The Indian prime minister Modi is determined to force the Indian merchants and traders to deposit their commercial liquidity buffers into the riba/interest-infected Indian banking system. The retailers can no longer pay the wholesalers who can no longer pay the importers, unless they pay each other through the banks; which is something that none of them want.
Of course, the Indian trade system is better off holding commercial liquidity in bitcoin. The Indians are now paying $900+ instead of the international price of $750. Indians absolutely do not mind paying $150 more per bitcoin than anybody else on the globe:
By paying Indian companies for their exports, or Indian workers in the Middle East for their work, in bitcoin, it is currently possible to book super-profits, and do fifty-fifty on the gains, with the Indian counterparty. It is a one-way bet. It is currently possible to collect very tangible premiums to help Indians re-monetize their trade buffers into bitcoin, away from the riba/interest-infected Indian banking system.
The Indian prime minister Modi has created a huge currency shock that will indeed re-monetize the Indian trade system, but not into his new rupee notes or into the riba/interest-infected Indian banking system. The trust in the rupee note is gone forever. Modi's new rupee note is too inferior for anybody to consider it. The Indians want an alternative. The simplest one is bitcoin.
Just for bringing one, single bitcoin to India, today, you get paid a $150 fee. Take out US dollars, and then lather, rinse, repeat.

# Source information
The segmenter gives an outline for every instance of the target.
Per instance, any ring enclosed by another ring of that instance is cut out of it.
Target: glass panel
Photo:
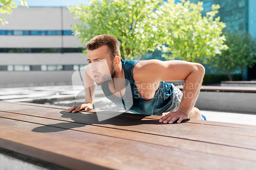
[[[40,70],[41,65],[31,65],[30,70]]]
[[[0,53],[8,53],[8,48],[0,48]]]
[[[58,70],[61,70],[62,69],[63,66],[61,65],[58,65]]]
[[[64,65],[63,66],[63,70],[73,70],[73,65]]]
[[[23,35],[23,31],[13,31],[13,35]]]
[[[29,53],[29,48],[13,48],[13,53]]]
[[[72,35],[73,32],[71,30],[63,31],[63,35]]]
[[[0,30],[0,35],[6,35],[6,31]]]
[[[29,35],[29,31],[23,31],[23,35]]]
[[[30,71],[30,67],[29,65],[24,65],[24,71]]]
[[[53,71],[57,70],[57,66],[54,65],[50,65],[48,66],[48,71]]]
[[[56,31],[47,31],[47,35],[56,35]]]
[[[12,31],[6,31],[6,35],[12,35],[13,32]]]
[[[40,31],[30,31],[30,35],[39,35],[41,34]]]
[[[23,71],[23,65],[15,65],[14,70],[15,71]]]
[[[73,51],[73,48],[63,48],[63,53],[74,53]]]
[[[62,35],[62,33],[61,31],[56,31],[57,32],[57,35]]]
[[[211,6],[211,2],[210,1],[207,2],[207,3],[204,3],[204,4],[203,4],[203,5],[202,6],[202,7],[204,8],[208,7],[210,7],[210,6]]]
[[[46,35],[46,31],[41,31],[41,35]]]
[[[7,71],[7,65],[0,65],[0,71]]]

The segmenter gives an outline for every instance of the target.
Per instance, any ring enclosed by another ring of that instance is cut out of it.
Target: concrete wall
[[[256,93],[200,91],[199,109],[256,113]]]

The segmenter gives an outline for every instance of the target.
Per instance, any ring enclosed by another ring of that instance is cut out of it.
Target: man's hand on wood
[[[93,104],[91,103],[87,103],[83,104],[79,106],[73,106],[72,107],[67,109],[66,112],[68,113],[70,113],[71,112],[72,112],[72,113],[75,113],[83,109],[84,109],[85,111],[88,111],[92,110],[92,109]]]
[[[180,123],[182,120],[187,119],[189,118],[189,113],[187,112],[178,109],[176,111],[163,113],[161,119],[159,122],[162,122],[164,124],[172,124],[174,122],[177,121],[177,123]]]

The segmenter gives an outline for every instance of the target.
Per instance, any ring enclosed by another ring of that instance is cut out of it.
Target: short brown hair
[[[86,47],[88,50],[93,51],[103,45],[109,47],[108,51],[112,61],[116,56],[121,57],[118,41],[117,39],[113,35],[106,34],[96,35],[87,42]]]

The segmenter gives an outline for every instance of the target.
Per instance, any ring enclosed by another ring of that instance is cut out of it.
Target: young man
[[[127,80],[133,101],[129,110],[162,115],[159,122],[164,124],[176,120],[180,123],[188,118],[205,119],[194,107],[205,73],[201,64],[179,60],[122,60],[117,39],[109,35],[94,37],[88,41],[87,47],[89,66],[84,81],[86,86],[90,87],[86,89],[86,94],[90,95],[86,95],[84,104],[70,108],[67,112],[92,109],[96,84],[105,94],[112,94],[109,99],[118,103],[115,98],[125,98],[127,94],[127,83],[114,80]],[[184,80],[183,94],[174,85],[165,82],[181,80]]]

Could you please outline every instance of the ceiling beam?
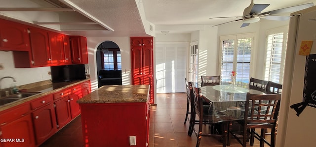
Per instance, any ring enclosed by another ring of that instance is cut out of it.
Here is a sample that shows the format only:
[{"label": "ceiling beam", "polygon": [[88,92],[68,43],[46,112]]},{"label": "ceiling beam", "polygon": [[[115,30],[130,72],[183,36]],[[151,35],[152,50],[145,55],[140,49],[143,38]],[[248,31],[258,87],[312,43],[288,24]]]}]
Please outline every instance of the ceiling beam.
[{"label": "ceiling beam", "polygon": [[0,8],[0,11],[53,11],[73,12],[71,8]]},{"label": "ceiling beam", "polygon": [[98,25],[95,22],[33,22],[36,25]]}]

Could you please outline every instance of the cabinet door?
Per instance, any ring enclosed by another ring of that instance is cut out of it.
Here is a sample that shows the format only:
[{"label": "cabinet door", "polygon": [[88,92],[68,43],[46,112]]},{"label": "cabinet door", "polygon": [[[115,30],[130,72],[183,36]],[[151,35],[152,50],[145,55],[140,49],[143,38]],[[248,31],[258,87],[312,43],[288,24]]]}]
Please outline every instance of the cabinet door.
[{"label": "cabinet door", "polygon": [[143,46],[153,46],[153,38],[143,38],[142,39],[142,43]]},{"label": "cabinet door", "polygon": [[131,39],[131,44],[132,46],[141,46],[143,44],[142,39],[138,37],[133,37]]},{"label": "cabinet door", "polygon": [[14,140],[13,142],[0,142],[2,147],[35,147],[33,126],[29,114],[1,126],[0,130],[1,138]]},{"label": "cabinet door", "polygon": [[142,50],[141,47],[132,48],[132,84],[143,84]]},{"label": "cabinet door", "polygon": [[49,32],[48,37],[52,65],[64,64],[65,63],[65,55],[63,34],[54,32]]},{"label": "cabinet door", "polygon": [[70,36],[73,63],[88,63],[86,38],[83,36]]},{"label": "cabinet door", "polygon": [[71,52],[70,50],[70,42],[69,36],[64,35],[64,52],[65,53],[65,64],[71,64]]},{"label": "cabinet door", "polygon": [[82,97],[91,93],[90,80],[84,82],[81,84],[81,92],[82,93]]},{"label": "cabinet door", "polygon": [[37,145],[42,143],[57,131],[55,116],[52,103],[32,113]]},{"label": "cabinet door", "polygon": [[35,28],[31,28],[29,29],[33,65],[36,67],[50,65],[51,59],[47,32]]},{"label": "cabinet door", "polygon": [[82,97],[81,85],[72,87],[71,91],[72,93],[69,95],[70,112],[71,118],[74,118],[80,113],[80,106],[77,101]]},{"label": "cabinet door", "polygon": [[61,128],[71,120],[69,97],[66,96],[55,102],[55,111],[58,128]]},{"label": "cabinet door", "polygon": [[0,19],[0,50],[30,51],[27,27]]}]

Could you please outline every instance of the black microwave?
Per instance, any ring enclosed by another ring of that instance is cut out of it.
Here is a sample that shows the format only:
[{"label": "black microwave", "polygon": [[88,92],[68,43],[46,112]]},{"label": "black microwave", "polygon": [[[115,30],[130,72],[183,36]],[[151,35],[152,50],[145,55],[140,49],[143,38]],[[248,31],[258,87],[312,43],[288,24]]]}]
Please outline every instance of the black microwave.
[{"label": "black microwave", "polygon": [[51,66],[53,83],[85,79],[84,64]]}]

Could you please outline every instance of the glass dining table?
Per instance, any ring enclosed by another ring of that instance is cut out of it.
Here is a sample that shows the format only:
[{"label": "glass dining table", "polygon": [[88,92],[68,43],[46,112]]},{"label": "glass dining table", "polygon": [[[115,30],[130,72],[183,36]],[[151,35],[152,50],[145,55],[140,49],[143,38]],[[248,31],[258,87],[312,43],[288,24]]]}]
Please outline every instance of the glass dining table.
[{"label": "glass dining table", "polygon": [[246,83],[233,85],[224,82],[219,85],[204,85],[202,87],[201,83],[195,83],[193,86],[200,88],[200,94],[209,102],[208,112],[213,123],[243,119],[247,93],[265,94],[262,91],[249,89]]}]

# Prompt
Please list each distinct dollar amount that the text on India and bitcoin mentions, giving every figure once.

# Solution to this task
$900+
$750
$150